▶
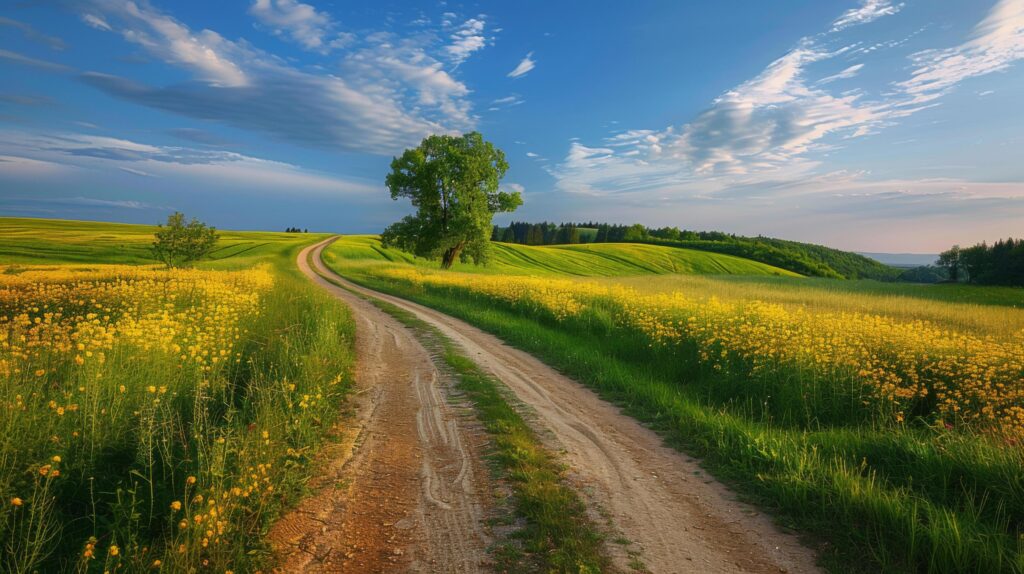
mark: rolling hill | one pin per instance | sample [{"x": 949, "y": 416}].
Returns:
[
  {"x": 29, "y": 240},
  {"x": 596, "y": 260}
]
◀
**EXERCISE REQUIREMENTS**
Copy the whole listing above except the pictures, changing only the x and y coordinates in the answers. Multiply each coordinate by 1.65 and round it to a whole number, rounding halves up.

**WRITTEN SOLUTION**
mark: rolling hill | one pin per instance | sample [{"x": 949, "y": 416}].
Returns:
[
  {"x": 48, "y": 396},
  {"x": 983, "y": 429}
]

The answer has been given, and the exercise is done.